_Task to carry out_: Reproduce every line of the material from the line containing "Task: Indicate the black" down through the end of the material. Keep each line as it stands, except offset both numbers of every answer coordinate by -28.

_Exercise materials_:
***
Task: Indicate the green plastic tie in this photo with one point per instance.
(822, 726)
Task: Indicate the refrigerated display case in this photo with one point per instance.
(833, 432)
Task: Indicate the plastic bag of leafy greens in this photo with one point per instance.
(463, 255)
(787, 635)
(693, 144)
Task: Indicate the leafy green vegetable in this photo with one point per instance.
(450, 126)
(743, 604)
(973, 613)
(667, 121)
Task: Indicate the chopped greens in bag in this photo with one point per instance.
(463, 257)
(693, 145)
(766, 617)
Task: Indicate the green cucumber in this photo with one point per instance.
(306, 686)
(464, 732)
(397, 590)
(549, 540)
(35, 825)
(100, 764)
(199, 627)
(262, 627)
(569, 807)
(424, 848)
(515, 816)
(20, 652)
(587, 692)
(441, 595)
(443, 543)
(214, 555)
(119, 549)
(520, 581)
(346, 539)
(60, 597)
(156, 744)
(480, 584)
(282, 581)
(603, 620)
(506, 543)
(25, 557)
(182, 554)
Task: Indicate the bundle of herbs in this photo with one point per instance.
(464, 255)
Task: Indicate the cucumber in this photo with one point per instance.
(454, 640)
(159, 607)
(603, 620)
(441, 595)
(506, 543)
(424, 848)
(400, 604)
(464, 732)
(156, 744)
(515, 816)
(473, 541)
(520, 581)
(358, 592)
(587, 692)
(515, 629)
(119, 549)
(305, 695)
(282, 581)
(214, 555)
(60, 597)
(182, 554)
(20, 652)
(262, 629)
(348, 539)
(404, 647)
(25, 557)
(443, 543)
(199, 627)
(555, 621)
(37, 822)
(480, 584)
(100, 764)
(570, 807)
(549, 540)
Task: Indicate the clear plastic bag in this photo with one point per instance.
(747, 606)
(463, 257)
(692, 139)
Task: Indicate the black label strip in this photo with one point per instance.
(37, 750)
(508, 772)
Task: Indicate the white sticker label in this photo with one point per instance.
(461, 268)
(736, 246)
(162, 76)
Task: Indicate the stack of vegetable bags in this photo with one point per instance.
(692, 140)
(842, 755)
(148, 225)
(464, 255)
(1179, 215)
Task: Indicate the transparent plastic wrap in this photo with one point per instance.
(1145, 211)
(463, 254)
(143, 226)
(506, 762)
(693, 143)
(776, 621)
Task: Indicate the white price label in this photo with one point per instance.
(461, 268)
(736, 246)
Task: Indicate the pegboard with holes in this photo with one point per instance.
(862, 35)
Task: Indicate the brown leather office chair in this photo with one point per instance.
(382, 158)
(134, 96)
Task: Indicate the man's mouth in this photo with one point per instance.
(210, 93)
***
_In response_:
Task: Indicate the black label strip in this photo with one point per instance.
(9, 722)
(480, 744)
Task: Indicate the white sticker label in this photo with one point per instance.
(433, 240)
(708, 218)
(134, 48)
Task: Indicate the stack of vegetable bags in this photo with one point per instance.
(664, 112)
(814, 727)
(120, 197)
(436, 227)
(1151, 187)
Task: Indicate the transparent plastic wrap in this photo with one point per instance.
(1117, 183)
(435, 226)
(115, 198)
(478, 734)
(665, 115)
(748, 593)
Task: Indicate the white price label in this photo with one point per instance.
(433, 240)
(708, 218)
Task: Indicate the pegboard with holes in this photo with one point per instance.
(834, 7)
Task: Indicate the brown leather office chair in this photo with one point per instance.
(354, 130)
(106, 68)
Task: Indicate the man's mouth in this photo with one point per instance.
(182, 65)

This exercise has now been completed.